# TEXT TO READ:
☆ ☆ ☆

Ellis is not afraid of big speeds. Along with legendary racer Steve Rice, he won an AMA Prostar Funny bike Championship on a turbo-charged, big-tire bike that he went 6.59 at 229 mph on. Less than 13 years later Ellis is nearly as quick on his Junior Pippin Pro Stock Buell at 6.76.
“It shows you how far technology has come,” Ellis said.
Today’s marvels of two-wheel engineering are constantly improving and evolving.
“It was street bikes and homemade wheelie bars. Now it’s all-billet motors and electronic fuel injection,” said three-time NHRA tour winner Michael Ray, who will return to the class full-time this season with UPI Performance and Matt Smith Racing. “It makes it tougher than ever. If you get an invitation to the banquet at the end of the year and a top-10 number, you have really earned it.”
No team has been more dominant in the class than Vance & Hines. The legendary Terry Vance and Byron Hines rose to worldwide fame through their early racing efforts. With riders Matt and Andrew Hines– brothers– and Eddie Krawiec, the team has captured more than a third of the championships with 11. Not to mention Vance & Hines has built the motors of several other winners and champions.
Andrew Hines ushered in the era of the Harley-Davidson V-Rod when he won his first title in 2004, snapping Suzuki’s long reign of dominance. In 2015 Andrew Hines captured his fifth title.

☆ ☆ ☆

# Entries from a pointing dataset:
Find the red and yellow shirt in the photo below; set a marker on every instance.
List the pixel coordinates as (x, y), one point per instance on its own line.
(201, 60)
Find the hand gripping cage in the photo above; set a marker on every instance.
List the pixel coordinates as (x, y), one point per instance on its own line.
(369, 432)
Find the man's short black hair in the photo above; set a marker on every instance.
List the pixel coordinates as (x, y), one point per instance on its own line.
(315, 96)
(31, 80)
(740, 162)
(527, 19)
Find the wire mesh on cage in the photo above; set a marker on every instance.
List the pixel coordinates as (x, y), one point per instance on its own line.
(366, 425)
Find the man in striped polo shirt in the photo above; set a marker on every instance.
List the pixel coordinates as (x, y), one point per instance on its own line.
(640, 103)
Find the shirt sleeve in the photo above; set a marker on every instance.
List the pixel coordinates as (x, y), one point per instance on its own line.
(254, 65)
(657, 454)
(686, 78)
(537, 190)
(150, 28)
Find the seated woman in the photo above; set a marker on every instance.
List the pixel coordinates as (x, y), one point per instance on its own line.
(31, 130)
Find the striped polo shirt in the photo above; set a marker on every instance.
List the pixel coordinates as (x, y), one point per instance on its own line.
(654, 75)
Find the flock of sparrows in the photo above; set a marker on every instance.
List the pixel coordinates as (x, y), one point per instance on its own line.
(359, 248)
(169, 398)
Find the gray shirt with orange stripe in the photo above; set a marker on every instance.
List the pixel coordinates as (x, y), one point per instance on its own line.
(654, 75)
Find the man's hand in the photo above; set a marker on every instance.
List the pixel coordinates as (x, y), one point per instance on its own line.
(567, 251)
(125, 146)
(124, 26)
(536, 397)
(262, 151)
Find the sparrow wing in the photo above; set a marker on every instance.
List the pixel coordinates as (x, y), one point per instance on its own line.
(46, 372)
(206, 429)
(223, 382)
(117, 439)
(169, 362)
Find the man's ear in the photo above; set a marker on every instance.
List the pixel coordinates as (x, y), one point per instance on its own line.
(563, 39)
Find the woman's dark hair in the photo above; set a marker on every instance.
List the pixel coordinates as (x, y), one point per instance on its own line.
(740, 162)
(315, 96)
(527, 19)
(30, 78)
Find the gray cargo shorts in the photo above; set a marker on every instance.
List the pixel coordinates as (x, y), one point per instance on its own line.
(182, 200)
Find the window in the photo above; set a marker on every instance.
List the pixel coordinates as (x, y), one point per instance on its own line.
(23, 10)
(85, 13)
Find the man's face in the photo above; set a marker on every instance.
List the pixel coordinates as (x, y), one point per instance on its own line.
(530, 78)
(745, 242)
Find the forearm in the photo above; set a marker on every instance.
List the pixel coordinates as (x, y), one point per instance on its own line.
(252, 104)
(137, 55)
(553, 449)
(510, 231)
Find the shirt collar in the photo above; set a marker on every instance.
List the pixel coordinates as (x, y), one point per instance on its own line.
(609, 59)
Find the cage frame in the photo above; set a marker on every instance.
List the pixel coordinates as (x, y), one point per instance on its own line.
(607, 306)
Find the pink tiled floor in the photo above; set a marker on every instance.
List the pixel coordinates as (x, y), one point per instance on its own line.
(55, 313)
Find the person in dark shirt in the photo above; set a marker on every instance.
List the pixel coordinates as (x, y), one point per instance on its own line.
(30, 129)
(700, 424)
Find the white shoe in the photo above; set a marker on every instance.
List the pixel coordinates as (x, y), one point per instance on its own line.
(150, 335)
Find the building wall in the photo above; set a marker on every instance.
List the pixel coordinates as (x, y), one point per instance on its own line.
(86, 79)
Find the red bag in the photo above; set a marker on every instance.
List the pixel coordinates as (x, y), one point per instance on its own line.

☆ ☆ ☆

# BRIEF A:
Answer these questions from the racing text, one per line:
(i) At what speed did Ellis go 6.59 on the turbo-charged, big-tire bike?
(ii) How many championships has the Vance & Hines team captured?
(iii) In what year did Andrew Hines capture his fifth title?
# BRIEF B:
Count the lines of the entries that contain the word "dark", treating uppercase and lowercase as different, and give only the number.

# FINAL ANSWER A:
(i) 229 mph
(ii) 11
(iii) 2015

# FINAL ANSWER B:
2